_Document:_
The present study represents an initial scientific
exploration into the phenomenon. Here, we address
foundational questions: 1) Approximately what proportion
of the population reports an aversion to words like “moist”?
2) Is aversiveness a dimension of words that can be
measured in a behavioral task or is it defined exclusively by
self-report? 3) What makes a word aversive? The referent?
The sound? Some combination of the two? 4) And are there
individual difference variables that predict who will
experience word aversion? We have designed a series of
studies that endeavor to provide a first step toward
answering these important questions.
Of particular interest to us is uncovering the cause of
word aversion, for which two hypotheses have been
proposed. One possibility is that phonological properties of
certain words are inherently unpleasant. This is an
explanation that people with an aversion to the word
“moist” often provide: for instance, one person, speculating
on their aversion draws attention to “the ‘oy sound
juxtaposed to ‘ss’ and ‘tt’. It's not a word that sounds
pleasant. Neither does hoist or foist (quotation from a
participant in Experiment 1). Psychologists and linguistics
generally view sounds in a language as arbitrary with no
inherent meaning (Hockett, 1960). However, some have
argued that sound symbolism is a natural byproduct of
enculturation in a language (Friedrich, 1979) and cross-
cultural studies have found some evidence of sound
symbolism beyond onomatopoeia (Nuckols, 1999). One
tantalizing possibility is that words like “moist” are aversive
because speaking them engages facial muscles that
correspond to expressions of disgust (Buck, 1980; Strack,
Martin, & Stepper, 1988). This facial feedback hypothesis is
controversial and investigations of word aversion may help
to shed light on embodied theories of emotion and language
(Barsalou, 2012; McIntosh, 1996).

_Data provided:_

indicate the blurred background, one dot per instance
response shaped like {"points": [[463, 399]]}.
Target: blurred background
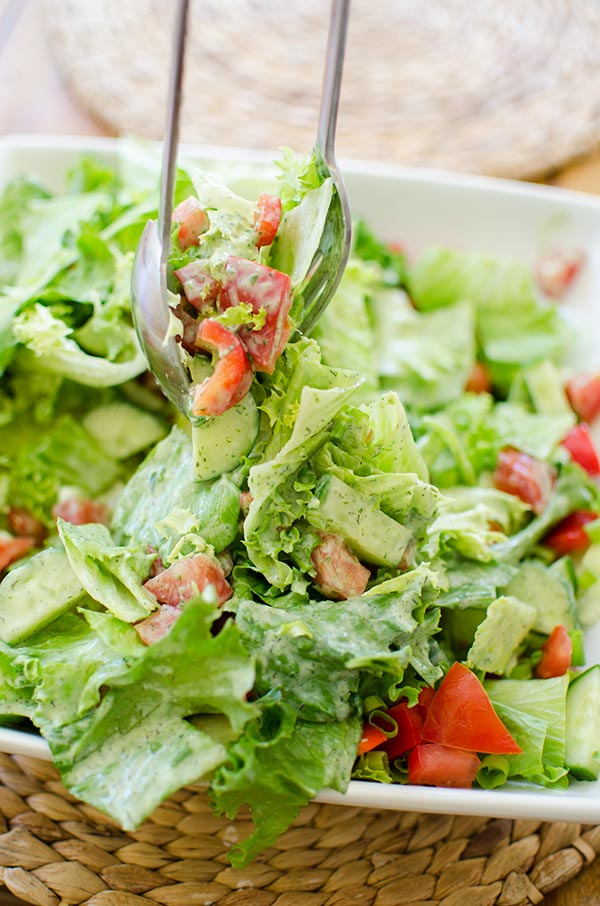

_Written request:_ Quote everything from "2) Is aversiveness" down to "aversive? The referent?" in the word aversion passage above, copying it word for word.

_Solved problem:_
2) Is aversiveness a dimension of words that can be
measured in a behavioral task or is it defined exclusively by
self-report? 3) What makes a word aversive? The referent?